Task requirements:
(1) Repeat the food bank passage word for word, starting at "There has been" and ending at "to 2.89 million.".
(2) Continue the text on food bank demand from the point where it stops.

We know that around 30% of people referred to foodbanks are from working households. We’ve seen an increase in people facing housing pressures over the last couple of years turning to foodbanks. So some of that has changed. And it’s that sort of creeping reach of really severe hunger and hardship that is particularly worrying.

As a House of Commons research briefing noted in July 2025:

There has been a general trend of rising demand for food parcels in the last 15 years. Trussell (formerly Trussell Trust), an anti-poverty charity that runs a network of food banks across the UK, distributed around 60,000 emergency food parcels in 2010/11. In 2024/25 this had increased to 2.89 million.

60,000 to 2,890,000 is a massive shift. And over a million of those food parcels went to children in 2024/25.

Politicians chose to make this happen

This growth in food bank demand has coincided directly with politicians making ordinary people pay for an economic crisis that the wealthiest people in society caused.

Provided material:

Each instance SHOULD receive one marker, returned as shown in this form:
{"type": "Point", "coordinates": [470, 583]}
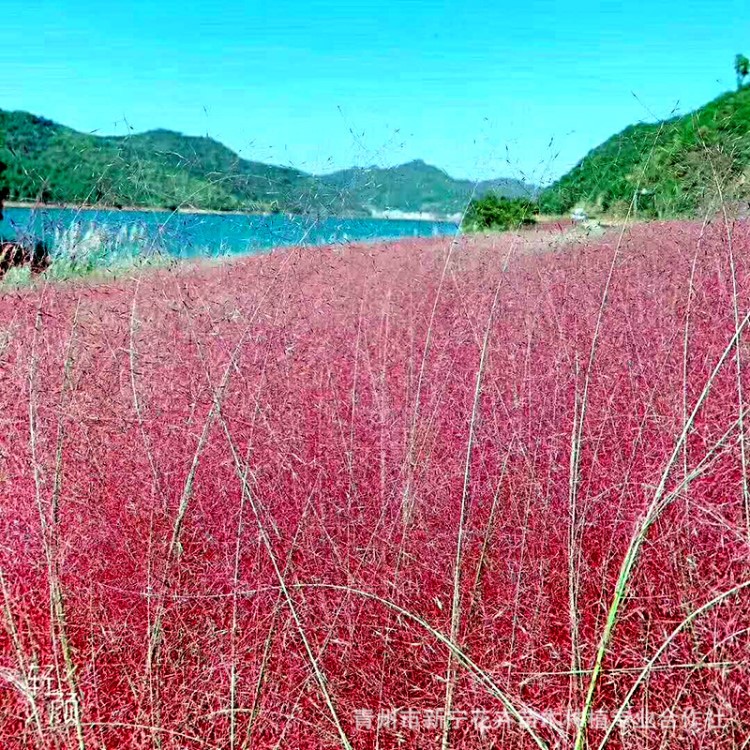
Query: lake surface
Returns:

Responses in order:
(1)
There has been a general trend of rising demand for food parcels in the last 15 years. Trussell (formerly Trussell Trust), an anti-poverty charity that runs a network of food banks across the UK, distributed around 60,000 emergency food parcels in 2010/11. In 2024/25 this had increased to 2.89 million.

(2)
The dominant austerity politics of neoliberalism have caused massive, unnecessary damage to ordinary people’s wellbeing. The food bank surge is just another clear sign of that. And as always, it’s the people politicians have marginalised or minoritised who pay the biggest price.

Things don’t have to be like this. It is absolutely possible to end poverty and ensure everyone’s wellbeing, when we prioritise that mission over making the richest people even richer. And the more we speak truth to power like Rabindrakumar did, the easier it will be to get the change we all need and deserve.